● What needs to be done:
Give the part that opens with the line containing "Where can the refrigerator" and closes with the line containing "column 257, row 249" again, swapping "refrigerator door handle" for "fridge door handle" and leaving everything else as it is. Return only those lines.

○ ○ ○ ○ ○ ○ ○

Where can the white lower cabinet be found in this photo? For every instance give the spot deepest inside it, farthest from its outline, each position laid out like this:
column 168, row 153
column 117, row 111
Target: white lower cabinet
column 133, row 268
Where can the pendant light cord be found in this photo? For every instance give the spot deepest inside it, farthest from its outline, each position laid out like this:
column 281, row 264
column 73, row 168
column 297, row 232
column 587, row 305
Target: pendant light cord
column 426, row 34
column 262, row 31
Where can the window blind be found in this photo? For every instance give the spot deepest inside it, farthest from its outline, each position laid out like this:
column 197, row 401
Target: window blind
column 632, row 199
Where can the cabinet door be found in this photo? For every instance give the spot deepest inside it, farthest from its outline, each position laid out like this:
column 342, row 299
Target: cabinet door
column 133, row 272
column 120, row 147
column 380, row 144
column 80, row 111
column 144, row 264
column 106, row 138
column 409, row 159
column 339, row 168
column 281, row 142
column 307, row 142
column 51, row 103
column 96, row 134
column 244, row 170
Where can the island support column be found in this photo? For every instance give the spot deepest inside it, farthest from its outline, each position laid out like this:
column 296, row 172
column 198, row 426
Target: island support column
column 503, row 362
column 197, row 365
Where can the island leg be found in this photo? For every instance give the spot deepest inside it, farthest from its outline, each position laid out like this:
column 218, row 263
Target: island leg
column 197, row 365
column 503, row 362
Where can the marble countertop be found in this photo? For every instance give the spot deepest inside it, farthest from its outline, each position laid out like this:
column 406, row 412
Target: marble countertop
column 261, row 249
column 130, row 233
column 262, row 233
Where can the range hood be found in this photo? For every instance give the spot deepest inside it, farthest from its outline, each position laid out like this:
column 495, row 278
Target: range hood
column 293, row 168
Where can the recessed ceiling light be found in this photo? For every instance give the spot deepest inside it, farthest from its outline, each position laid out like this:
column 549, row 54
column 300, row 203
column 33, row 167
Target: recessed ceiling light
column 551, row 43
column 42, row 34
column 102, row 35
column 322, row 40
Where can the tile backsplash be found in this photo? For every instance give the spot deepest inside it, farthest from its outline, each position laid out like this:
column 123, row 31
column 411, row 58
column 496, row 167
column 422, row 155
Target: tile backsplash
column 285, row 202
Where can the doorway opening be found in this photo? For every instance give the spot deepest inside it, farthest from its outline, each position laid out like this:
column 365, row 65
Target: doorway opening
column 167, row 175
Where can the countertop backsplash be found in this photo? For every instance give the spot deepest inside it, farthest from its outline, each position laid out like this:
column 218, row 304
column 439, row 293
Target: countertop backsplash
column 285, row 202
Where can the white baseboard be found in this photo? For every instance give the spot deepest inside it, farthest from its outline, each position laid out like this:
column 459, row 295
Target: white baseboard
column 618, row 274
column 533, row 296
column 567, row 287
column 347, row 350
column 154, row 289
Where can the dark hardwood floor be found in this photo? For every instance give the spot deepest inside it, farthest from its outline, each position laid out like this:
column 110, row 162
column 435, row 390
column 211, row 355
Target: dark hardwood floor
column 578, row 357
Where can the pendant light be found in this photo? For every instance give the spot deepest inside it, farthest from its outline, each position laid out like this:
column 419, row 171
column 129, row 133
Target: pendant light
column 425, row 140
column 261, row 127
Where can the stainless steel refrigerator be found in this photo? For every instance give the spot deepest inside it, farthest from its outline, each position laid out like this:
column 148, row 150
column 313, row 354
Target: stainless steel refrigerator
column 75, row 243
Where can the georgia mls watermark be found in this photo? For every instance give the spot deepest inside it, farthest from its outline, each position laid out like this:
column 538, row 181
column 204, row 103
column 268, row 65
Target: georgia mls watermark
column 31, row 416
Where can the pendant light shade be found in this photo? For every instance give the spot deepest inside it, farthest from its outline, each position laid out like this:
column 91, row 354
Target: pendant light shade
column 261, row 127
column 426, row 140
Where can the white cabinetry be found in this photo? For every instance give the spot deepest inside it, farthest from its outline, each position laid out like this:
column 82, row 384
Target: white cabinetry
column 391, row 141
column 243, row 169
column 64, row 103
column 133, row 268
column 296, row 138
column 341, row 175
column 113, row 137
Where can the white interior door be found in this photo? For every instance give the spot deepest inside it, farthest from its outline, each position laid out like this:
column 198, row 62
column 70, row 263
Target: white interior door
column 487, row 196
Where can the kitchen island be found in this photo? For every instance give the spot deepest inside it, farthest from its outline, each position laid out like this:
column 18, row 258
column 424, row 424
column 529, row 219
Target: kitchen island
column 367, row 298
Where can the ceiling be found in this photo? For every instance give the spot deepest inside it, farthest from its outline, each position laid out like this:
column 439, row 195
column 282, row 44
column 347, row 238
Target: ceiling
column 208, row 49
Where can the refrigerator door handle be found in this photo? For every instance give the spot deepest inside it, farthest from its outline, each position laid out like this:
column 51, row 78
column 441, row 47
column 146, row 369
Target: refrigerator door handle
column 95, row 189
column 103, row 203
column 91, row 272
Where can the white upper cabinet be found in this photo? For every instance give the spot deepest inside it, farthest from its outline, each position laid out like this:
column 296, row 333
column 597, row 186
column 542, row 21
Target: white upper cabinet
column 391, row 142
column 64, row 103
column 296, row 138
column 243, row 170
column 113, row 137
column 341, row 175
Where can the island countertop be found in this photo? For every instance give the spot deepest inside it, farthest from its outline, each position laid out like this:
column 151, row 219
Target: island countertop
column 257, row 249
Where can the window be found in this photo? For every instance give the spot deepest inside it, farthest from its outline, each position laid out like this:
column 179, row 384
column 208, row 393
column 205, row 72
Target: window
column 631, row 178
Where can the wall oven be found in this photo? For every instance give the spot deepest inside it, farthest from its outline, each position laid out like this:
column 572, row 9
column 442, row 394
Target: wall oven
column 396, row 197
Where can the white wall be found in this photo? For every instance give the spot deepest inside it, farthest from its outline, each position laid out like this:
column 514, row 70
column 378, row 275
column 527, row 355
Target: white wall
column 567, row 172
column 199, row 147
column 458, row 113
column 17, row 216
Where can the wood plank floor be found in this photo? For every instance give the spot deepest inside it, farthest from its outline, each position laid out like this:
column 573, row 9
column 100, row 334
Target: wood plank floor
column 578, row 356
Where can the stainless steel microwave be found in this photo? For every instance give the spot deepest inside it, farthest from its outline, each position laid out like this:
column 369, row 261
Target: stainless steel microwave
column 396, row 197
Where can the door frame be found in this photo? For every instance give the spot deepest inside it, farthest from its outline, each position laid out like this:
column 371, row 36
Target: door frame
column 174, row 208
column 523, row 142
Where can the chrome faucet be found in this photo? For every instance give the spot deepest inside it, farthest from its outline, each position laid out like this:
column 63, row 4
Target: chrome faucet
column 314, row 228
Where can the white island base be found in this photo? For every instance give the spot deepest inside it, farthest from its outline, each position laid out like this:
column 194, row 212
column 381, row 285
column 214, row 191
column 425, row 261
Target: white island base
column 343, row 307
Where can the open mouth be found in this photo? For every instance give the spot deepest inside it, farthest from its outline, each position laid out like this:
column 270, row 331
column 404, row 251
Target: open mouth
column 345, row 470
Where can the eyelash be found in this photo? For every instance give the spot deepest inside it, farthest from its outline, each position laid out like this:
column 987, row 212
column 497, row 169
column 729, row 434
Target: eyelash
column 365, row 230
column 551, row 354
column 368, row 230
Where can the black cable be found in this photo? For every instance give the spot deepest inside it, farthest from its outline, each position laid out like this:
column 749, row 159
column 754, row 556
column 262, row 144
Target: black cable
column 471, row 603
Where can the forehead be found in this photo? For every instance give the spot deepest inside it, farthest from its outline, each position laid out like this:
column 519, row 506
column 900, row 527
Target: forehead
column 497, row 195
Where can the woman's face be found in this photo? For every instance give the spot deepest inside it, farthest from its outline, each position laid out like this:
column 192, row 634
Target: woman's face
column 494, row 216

○ ○ ○ ○ ○ ○ ○

● Output:
Where can the fridge door handle be found in this photo? For every instance give the spot deepest inside it, farthest from its outline, each position laid out like this:
column 51, row 78
column 441, row 47
column 146, row 369
Target: fridge door handle
column 95, row 189
column 103, row 203
column 91, row 272
Where can the white upper cabinet be found in this photo? For every instance give the spot deepest inside it, farthest from its outline, each position laid out like this:
column 296, row 333
column 597, row 186
column 542, row 21
Target: white upper cabinet
column 391, row 142
column 64, row 103
column 296, row 138
column 243, row 170
column 113, row 137
column 341, row 175
Where can the island countertop be found in this photo? For every instance give the spot deepest inside it, farthest from its outline, each position laid out like this:
column 151, row 219
Target: island countertop
column 257, row 249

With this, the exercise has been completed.